- _EXERCISE DIRECTIONS_
Write out every line of the material below without any changes, and omit the pictures from your copy.

Entries locating objects in images:

———

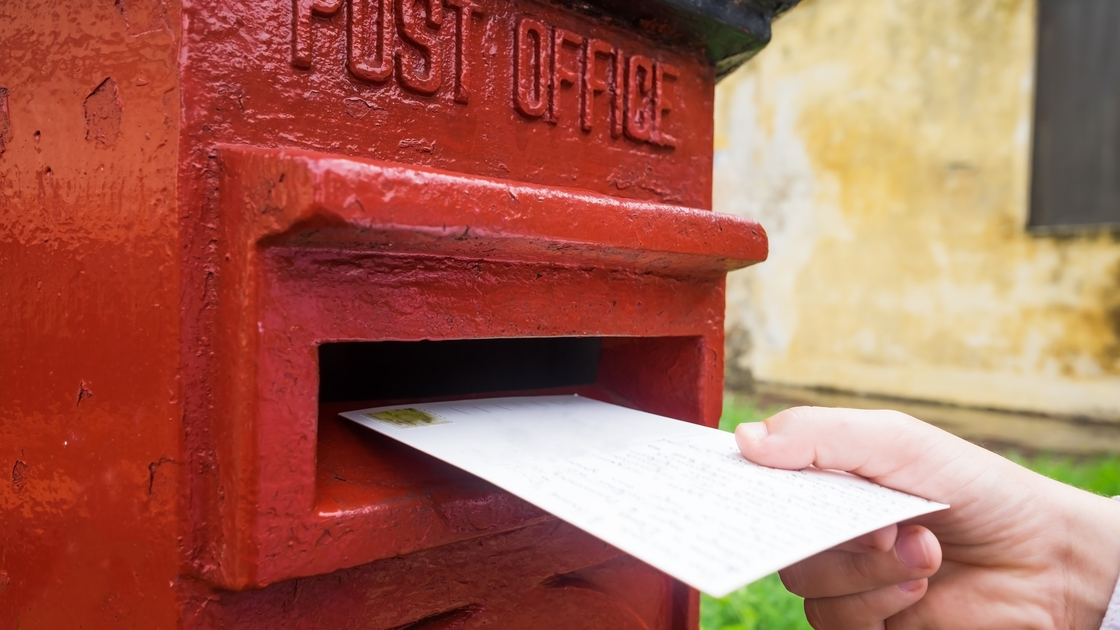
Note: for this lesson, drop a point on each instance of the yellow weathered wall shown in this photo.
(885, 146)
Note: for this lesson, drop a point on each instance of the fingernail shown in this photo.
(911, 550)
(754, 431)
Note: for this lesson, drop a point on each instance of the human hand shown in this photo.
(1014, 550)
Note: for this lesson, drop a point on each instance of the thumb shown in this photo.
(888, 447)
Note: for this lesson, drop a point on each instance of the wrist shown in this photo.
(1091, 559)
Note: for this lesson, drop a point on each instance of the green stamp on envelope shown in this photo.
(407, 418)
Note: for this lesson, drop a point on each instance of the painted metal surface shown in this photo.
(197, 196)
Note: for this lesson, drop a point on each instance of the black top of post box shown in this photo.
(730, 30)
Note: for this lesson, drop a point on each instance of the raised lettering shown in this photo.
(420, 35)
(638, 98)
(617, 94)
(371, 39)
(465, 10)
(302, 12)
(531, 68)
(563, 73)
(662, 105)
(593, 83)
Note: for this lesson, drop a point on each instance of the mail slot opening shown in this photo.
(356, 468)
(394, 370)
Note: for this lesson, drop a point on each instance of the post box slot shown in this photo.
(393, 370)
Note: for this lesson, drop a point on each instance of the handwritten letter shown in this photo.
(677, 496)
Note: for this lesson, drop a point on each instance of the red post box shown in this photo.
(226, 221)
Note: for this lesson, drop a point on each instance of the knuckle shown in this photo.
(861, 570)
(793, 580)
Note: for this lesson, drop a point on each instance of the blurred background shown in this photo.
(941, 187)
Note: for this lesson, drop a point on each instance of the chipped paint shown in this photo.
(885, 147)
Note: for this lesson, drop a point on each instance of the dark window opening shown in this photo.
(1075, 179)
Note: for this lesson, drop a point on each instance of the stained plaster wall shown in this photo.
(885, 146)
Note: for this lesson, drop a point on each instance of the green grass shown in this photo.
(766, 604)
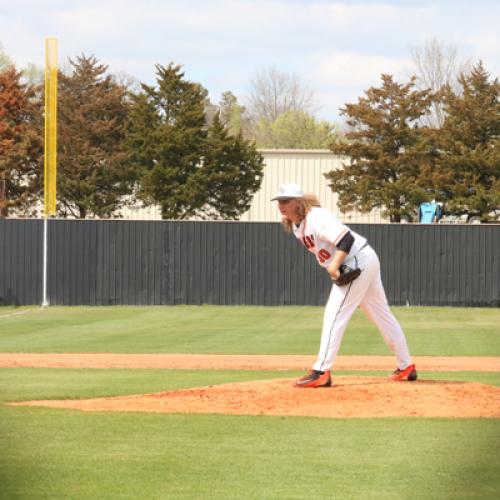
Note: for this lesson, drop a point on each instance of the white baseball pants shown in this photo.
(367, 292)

———

- _THE ANSWER_
Note: for this lesson, drop a point on each instance of the yellow weathered wall shown in this photo.
(885, 146)
Note: for this lesson, drop a point on each instance of the fingernail shown in this photo.
(911, 550)
(754, 431)
Note: for this lesson, drop a point on each instance of the human hand shown in this photo.
(1014, 550)
Note: for this lesson, drop a point on each instance of the thumb shown in this photo.
(888, 447)
Note: for this lesson, drop a point on each instance of the wrist shown in this photo.
(1091, 559)
Note: for this lesson, drop a point on each instance of the green stamp on envelope shown in this photo.
(407, 418)
Note: for this lesson, drop a point on each instance of the painted metal surface shown in this photo.
(197, 196)
Note: for this lesson, drop a point on each instance of the black top of post box shown in this photo.
(730, 30)
Note: for this lesson, drop a point on each instance of the raised lettering shown in this photo.
(420, 35)
(638, 98)
(617, 94)
(371, 39)
(465, 10)
(302, 12)
(531, 68)
(563, 73)
(662, 105)
(593, 83)
Note: for this lesson, drop a point on each instance of the mail slot opening shown in this photo.
(356, 468)
(394, 370)
Note: for this lesson, drop a point on each instance of the post box slot shown in this photo.
(393, 370)
Note: for this lesson, drop a point on each instance of the handwritten letter shown in this photo.
(677, 496)
Note: for this lesson, drop a point on each instance of the red post box shown in this photo.
(226, 221)
Note: for this lesson, drop a point on each instance of the knuckle shown in this photo.
(861, 570)
(793, 580)
Note: for this lesson, drop a point on each instance of the blurred background shown in this photo.
(941, 187)
Note: for this lesson, drop a point on each instance of the chipped paint shown in this photo.
(885, 147)
Note: for this lesson, drop a point on each instance of the dark window opening shown in this photo.
(1075, 179)
Note: for this lesson, drop a point on each instance of the stained plaster wall shown in this photo.
(885, 146)
Note: for this lesson, drop a point on each instance of the green grass shown in this photo.
(766, 604)
Note: for this lesson, drop a point on each instance of the white baseball pants shown in this photo.
(367, 292)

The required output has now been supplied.